** Begin **

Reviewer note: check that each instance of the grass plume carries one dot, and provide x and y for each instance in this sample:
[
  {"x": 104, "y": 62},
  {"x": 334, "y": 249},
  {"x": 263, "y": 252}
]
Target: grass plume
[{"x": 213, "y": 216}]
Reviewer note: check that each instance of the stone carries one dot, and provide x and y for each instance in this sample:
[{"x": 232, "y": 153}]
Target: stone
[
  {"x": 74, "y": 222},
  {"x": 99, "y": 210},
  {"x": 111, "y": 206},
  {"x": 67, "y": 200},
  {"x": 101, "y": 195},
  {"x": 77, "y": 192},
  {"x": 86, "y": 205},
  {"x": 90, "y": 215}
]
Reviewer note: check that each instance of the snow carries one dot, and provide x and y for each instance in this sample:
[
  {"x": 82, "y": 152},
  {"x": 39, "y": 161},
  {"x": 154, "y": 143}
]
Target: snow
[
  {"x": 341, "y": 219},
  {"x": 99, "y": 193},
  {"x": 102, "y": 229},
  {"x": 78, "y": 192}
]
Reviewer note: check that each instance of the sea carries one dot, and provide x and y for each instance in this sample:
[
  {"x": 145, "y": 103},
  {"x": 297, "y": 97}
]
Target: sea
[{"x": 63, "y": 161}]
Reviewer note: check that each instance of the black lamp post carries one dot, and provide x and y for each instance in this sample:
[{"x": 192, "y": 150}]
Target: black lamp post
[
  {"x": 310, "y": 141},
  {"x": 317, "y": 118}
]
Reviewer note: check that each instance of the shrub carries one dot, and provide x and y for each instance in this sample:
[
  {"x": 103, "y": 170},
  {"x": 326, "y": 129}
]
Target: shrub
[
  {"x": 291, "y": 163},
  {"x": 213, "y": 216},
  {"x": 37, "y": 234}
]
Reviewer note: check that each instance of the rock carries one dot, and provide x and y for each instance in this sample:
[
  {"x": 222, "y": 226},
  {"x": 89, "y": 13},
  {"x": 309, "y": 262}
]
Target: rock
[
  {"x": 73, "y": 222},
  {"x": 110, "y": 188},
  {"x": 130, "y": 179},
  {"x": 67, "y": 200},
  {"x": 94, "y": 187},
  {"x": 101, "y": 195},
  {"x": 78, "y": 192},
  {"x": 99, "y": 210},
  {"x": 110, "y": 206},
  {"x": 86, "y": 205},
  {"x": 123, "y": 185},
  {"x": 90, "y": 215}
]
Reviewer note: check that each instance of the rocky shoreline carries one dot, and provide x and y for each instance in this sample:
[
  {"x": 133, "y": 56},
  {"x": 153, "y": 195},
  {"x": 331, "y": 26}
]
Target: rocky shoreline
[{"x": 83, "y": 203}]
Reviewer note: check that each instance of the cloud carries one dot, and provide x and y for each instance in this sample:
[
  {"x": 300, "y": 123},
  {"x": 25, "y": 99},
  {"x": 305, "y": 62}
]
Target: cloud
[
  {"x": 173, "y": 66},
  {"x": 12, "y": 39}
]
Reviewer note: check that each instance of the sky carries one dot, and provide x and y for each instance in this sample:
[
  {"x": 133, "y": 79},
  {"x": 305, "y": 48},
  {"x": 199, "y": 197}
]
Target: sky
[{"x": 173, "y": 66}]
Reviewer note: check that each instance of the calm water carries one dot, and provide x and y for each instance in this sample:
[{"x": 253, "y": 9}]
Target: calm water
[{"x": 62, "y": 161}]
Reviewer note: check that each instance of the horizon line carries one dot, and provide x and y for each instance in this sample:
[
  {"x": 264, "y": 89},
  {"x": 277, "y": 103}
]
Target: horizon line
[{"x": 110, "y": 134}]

** End **

**What the task asks:** Rewrite everything above, from the line containing "Reviewer note: check that each instance of the horizon" down to the end of the listing, adding 140 to every x and y coordinate in the answers and leaving all other lines and values unchanged.

**Solved problem:**
Reviewer note: check that each instance of the horizon line carries one dot, and provide x and y for each instance in this sample:
[
  {"x": 264, "y": 89},
  {"x": 277, "y": 103}
]
Target: horizon line
[{"x": 250, "y": 274}]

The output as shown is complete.